/---

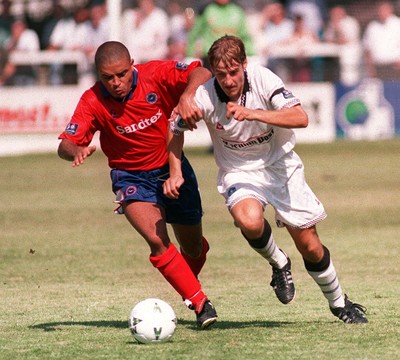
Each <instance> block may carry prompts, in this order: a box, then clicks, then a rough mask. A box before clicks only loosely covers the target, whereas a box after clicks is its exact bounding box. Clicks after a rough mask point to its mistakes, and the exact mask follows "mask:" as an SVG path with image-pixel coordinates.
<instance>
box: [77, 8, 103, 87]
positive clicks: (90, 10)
mask: <svg viewBox="0 0 400 360" xmlns="http://www.w3.org/2000/svg"><path fill="white" fill-rule="evenodd" d="M108 40H110V27H109V21H108V17H107V8H106V5H105V3H95V4H93V5H92V6H91V7H90V9H89V21H86V22H85V27H84V29H83V42H82V50H83V51H84V53H85V55H86V58H87V65H88V66H87V68H86V69H83V70H85V74H81V76H88V79H87V80H88V81H90V82H93V81H95V79H96V76H97V74H96V73H97V72H96V69H95V67H94V62H93V59H94V54H95V52H96V49H97V48H98V47H99V46H100V45H101V44H103V43H105V42H106V41H108Z"/></svg>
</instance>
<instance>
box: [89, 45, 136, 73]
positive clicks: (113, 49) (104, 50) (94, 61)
mask: <svg viewBox="0 0 400 360" xmlns="http://www.w3.org/2000/svg"><path fill="white" fill-rule="evenodd" d="M123 58H126V59H127V60H128V61H130V60H131V55H130V54H129V50H128V49H127V47H126V46H125V45H124V44H122V43H120V42H118V41H106V42H105V43H103V44H101V45H100V46H99V47H98V48H97V50H96V54H95V55H94V63H95V65H96V69H97V70H99V68H100V67H101V66H102V65H104V64H109V63H112V62H115V61H119V60H121V59H123Z"/></svg>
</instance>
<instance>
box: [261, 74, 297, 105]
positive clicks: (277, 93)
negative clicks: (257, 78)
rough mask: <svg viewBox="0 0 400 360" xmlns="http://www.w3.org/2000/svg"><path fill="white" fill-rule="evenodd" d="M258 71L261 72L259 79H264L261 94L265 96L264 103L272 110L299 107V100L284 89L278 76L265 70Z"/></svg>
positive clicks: (283, 84)
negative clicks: (264, 95) (261, 92)
mask: <svg viewBox="0 0 400 360" xmlns="http://www.w3.org/2000/svg"><path fill="white" fill-rule="evenodd" d="M259 69H260V70H259V71H261V72H262V75H261V74H260V75H261V76H260V78H262V79H264V81H263V85H262V87H263V89H264V91H263V92H264V93H265V94H266V101H267V102H268V103H269V104H270V105H271V107H272V109H274V110H281V109H288V108H291V107H293V106H296V105H300V99H299V98H297V97H296V96H295V95H294V94H293V93H292V92H291V91H290V90H288V89H286V87H285V85H284V83H283V81H282V80H281V78H280V77H279V76H277V75H276V74H274V73H273V72H272V71H270V70H269V69H267V68H262V67H260V68H259Z"/></svg>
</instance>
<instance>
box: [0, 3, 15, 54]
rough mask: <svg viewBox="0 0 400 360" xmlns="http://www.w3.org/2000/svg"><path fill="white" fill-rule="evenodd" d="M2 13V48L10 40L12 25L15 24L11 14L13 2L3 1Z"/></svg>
mask: <svg viewBox="0 0 400 360" xmlns="http://www.w3.org/2000/svg"><path fill="white" fill-rule="evenodd" d="M0 4H1V11H0V47H1V46H3V44H4V42H5V41H6V40H7V39H8V37H9V36H10V33H11V24H12V23H13V20H14V19H13V16H12V14H11V5H12V3H11V1H10V0H2V1H1V3H0Z"/></svg>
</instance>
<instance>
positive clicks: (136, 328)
mask: <svg viewBox="0 0 400 360" xmlns="http://www.w3.org/2000/svg"><path fill="white" fill-rule="evenodd" d="M176 324H177V320H176V315H175V312H174V310H173V309H172V307H171V306H170V305H169V304H167V303H166V302H165V301H163V300H160V299H155V298H149V299H146V300H143V301H141V302H139V303H137V304H136V305H135V307H134V308H133V309H132V311H131V314H130V316H129V329H130V330H131V333H132V335H133V337H134V338H135V339H136V341H138V342H139V343H142V344H148V343H162V342H166V341H168V340H170V339H171V337H172V335H173V334H174V332H175V328H176Z"/></svg>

\---

### PROBLEM TO WORK ON:
Without any picture, return exactly the lines of the records above from the first through the line that contains "box: [89, 45, 136, 73]".

### SOLVED PROBLEM:
Each <instance> block may carry prompts, in this order: a box, then clicks, then a rough mask. A box before clicks only loosely covers the target, whereas a box after clicks is its exact bounding box. Clicks after a rough mask point to its mistakes, and the exact mask follows "mask:" as an SVG path with image-pixel coordinates.
<instance>
box: [77, 8, 103, 87]
positive clicks: (90, 10)
mask: <svg viewBox="0 0 400 360" xmlns="http://www.w3.org/2000/svg"><path fill="white" fill-rule="evenodd" d="M108 40H110V27H109V21H108V17H107V8H106V5H105V3H95V4H93V5H92V6H91V7H90V9H89V21H86V22H85V27H84V29H83V42H82V50H83V51H84V53H85V55H86V58H87V65H88V66H87V68H86V69H83V70H85V74H81V76H88V79H87V80H88V81H90V82H93V81H95V79H96V76H97V74H96V73H97V72H96V69H95V67H94V62H93V59H94V54H95V52H96V49H97V48H98V47H99V46H100V45H101V44H103V43H105V42H106V41H108Z"/></svg>
</instance>
<instance>
box: [89, 45, 136, 73]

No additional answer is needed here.